[Interest] TLS/SSL XML encryption security

Giuseppe D'Angelo giuseppe.dangelo at kdab.com
Sat Oct 5 19:26:01 CEST 2019


Il 05/10/19 02:17, Roland Hughes ha scritto:
> Sorry, I need to invert the quoted message so answers make sense.
> 
> On 10/3/19 5:00 AM, Matthew Woehlke wrote:
>> On 01/10/2019 20.47, Roland Hughes wrote:
>>     
>>> If they targeted something which uses XML documents to communicate, they
>>> don't need to brute force attempt everything, just the first 120 or so
>>> bytes of each packet until they find the one which returns
>>>
>>> <?xml version=
>>>
>>> and they are done.
>> That seems like a flaw in the encryption algorithm. It seems like
>> there ought to be a way to make it so that you can't decrypt only part
>> of a message. Even an initial, reversible step such as XOR-permuting
>> the message with some well-known image of itself (e.g. "reversed")
>> might suffice?

Of course! Everyone in charge of security at Google, Amazon, Apple, 
Facebook, Microsoft is a complete moron and didn't think of this 
already, as they're happily sending plain XML and JSON from their servers!

Or maybe it has to do with the fact that modern encryption algorithms 
are designed to be resilient against these attacks, so there is no point 
at obfuscating the data you're sending? I'm really not sure. I'll go 
with "everyone else is a complete moron".


>> Not a flaw in the algorithm, just seems to be a flaw in the
>> communications. This isn't partially decrypting a packet. It is
>> encrypting every possible combination of key+algo supported by TLS/SSL
>> into a fingerprint database. You then use a sliding window of the
>> fingerprint size performing keyed hits against the fingerprint
>> database. You "dust for prints."

Sure; there are (at most) ~10^80 =~ 2^266 atoms in the observable 
universe. So you need roughly ALL THE MATTER IN THE UNIVERSE to store 
every possible combination of 256 bit keys+algorithms into a fingerprint 
database.


>>> To really secure transmitted data, you cannot use an open standard which
>>> has readily identifiable fields. Companies needing great security are
>>> moving to proprietary record layouts containing binary data. Not a
>>> "classic" record layout with contiguous fields, but a scattered layout
>>> placing single field bytes all over the place. For the "free text"
>>> portions like name and address not only in reverse byte order, but
>>> performing a translate under mask first. Object Oriented languages have
>>> a bit of trouble operating in this world but older 3GLs where one can
>>> have multiple record types/structures mapped to a single buffer (think a
>>> union of packed structures in C) can process this data rather quickly.

*Dataset entries:*
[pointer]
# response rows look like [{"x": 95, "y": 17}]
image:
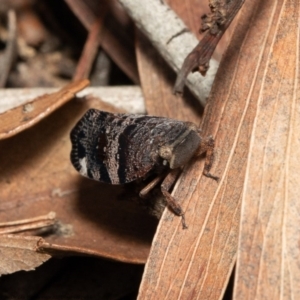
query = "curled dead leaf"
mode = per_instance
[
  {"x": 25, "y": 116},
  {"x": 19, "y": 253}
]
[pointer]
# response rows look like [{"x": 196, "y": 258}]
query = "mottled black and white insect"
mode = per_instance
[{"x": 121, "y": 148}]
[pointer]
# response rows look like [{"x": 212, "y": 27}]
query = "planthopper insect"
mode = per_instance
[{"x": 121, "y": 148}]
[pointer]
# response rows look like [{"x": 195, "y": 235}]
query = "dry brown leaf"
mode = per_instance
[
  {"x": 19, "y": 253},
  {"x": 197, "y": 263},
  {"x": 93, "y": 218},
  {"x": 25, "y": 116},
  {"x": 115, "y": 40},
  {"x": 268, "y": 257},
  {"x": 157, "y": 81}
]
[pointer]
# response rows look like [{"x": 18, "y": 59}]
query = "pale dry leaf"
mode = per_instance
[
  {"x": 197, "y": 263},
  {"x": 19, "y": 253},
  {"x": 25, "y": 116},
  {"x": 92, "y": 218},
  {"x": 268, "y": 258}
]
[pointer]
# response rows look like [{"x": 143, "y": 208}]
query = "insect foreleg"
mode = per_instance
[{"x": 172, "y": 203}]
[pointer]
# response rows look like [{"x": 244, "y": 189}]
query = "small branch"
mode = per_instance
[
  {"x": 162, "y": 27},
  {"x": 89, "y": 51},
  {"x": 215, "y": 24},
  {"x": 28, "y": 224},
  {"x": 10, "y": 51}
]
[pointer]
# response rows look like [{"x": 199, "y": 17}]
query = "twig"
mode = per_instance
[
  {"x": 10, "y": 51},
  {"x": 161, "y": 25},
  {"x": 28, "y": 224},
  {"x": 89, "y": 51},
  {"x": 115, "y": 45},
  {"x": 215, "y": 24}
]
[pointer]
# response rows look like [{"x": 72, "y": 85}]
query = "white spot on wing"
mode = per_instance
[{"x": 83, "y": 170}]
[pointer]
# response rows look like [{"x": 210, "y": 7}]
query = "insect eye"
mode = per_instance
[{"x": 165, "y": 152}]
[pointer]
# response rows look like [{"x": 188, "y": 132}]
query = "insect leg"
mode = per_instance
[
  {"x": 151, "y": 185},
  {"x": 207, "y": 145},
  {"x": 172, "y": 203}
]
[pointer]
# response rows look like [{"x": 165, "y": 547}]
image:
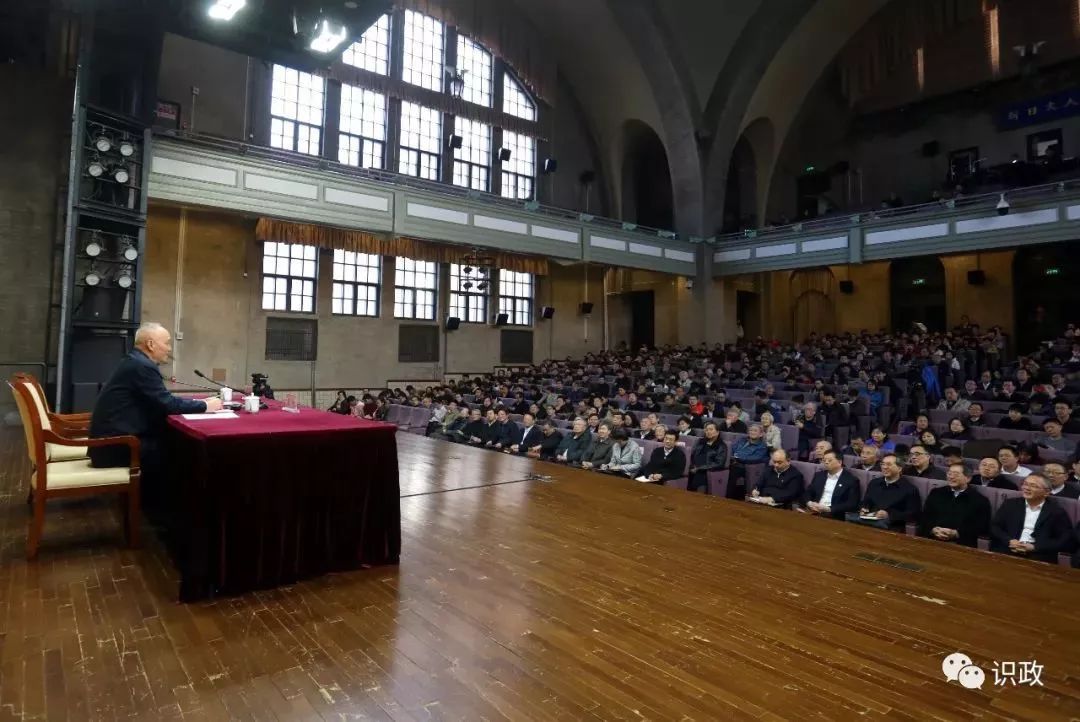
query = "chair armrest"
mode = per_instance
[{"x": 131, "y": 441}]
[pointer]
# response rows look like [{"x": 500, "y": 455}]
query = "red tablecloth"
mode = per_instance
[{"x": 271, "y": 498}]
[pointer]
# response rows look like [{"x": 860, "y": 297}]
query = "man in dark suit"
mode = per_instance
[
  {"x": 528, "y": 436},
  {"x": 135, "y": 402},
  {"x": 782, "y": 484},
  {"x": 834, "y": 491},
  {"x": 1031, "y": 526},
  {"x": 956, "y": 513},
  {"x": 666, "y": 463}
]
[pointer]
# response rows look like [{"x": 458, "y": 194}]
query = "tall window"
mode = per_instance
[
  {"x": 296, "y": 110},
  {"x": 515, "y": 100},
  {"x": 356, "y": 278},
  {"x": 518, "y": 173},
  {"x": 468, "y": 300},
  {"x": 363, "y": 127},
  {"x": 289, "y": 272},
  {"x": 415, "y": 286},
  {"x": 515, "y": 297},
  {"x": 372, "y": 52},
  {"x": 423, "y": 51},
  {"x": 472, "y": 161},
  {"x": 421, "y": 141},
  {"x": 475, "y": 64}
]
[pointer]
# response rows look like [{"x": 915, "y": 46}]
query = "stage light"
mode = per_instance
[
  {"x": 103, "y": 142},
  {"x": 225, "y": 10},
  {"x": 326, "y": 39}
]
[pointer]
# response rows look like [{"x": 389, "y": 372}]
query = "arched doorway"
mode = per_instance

...

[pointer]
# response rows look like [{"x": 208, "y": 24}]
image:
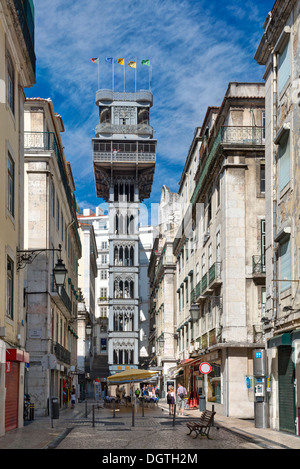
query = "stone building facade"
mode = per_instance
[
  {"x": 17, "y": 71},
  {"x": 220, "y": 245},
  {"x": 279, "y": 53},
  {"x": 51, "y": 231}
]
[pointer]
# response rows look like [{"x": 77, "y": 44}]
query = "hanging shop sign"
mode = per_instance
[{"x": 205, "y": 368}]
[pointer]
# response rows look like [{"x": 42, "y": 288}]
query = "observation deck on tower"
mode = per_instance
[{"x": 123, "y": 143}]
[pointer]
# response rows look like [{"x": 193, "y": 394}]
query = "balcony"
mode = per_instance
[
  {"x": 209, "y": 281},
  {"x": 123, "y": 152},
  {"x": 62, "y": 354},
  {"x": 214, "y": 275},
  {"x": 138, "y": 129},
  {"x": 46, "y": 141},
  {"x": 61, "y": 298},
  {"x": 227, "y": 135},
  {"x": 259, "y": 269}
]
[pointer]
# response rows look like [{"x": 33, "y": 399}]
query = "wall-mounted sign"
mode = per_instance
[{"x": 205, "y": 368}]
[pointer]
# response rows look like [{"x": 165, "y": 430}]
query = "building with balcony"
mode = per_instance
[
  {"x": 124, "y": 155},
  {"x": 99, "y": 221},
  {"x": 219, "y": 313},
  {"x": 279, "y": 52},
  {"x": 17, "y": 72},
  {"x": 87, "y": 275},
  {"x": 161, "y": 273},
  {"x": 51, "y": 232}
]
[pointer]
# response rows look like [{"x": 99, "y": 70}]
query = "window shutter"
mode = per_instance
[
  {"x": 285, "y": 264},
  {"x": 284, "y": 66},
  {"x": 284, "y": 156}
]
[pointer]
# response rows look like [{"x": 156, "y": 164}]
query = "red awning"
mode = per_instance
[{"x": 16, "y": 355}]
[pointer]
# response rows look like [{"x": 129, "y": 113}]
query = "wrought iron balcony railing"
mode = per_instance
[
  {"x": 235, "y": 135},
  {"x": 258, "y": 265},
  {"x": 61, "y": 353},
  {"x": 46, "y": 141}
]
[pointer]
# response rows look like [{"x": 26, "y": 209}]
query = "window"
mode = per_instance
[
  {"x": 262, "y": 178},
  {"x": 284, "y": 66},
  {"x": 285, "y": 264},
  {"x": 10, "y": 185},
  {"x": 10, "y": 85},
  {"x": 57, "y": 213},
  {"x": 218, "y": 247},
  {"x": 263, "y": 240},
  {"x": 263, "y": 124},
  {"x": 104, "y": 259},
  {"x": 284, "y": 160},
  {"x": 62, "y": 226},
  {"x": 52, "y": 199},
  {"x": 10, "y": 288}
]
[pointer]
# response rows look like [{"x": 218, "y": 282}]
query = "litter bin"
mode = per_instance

*Written tasks:*
A - In the mailing-list post, give everything from "[Interest] TLS/SSL XML" down to "answers make sense." again, replacing "encryption" with "cryptography".
B - Copy every line of the rows that contains the string "balcony".

*Answers to the problems:*
A -
[Interest] TLS/SSL XML cryptography security

Giuseppe D'Angelo giuseppe.dangelo at kdab.com
Sat Oct 5 19:26:01 CEST 2019


Il 05/10/19 02:17, Roland Hughes ha scritto:
> Sorry, I need to invert the quoted message so answers make sense.

B -
query = "balcony"
query = "building with balcony"
query = "wrought iron balcony railing"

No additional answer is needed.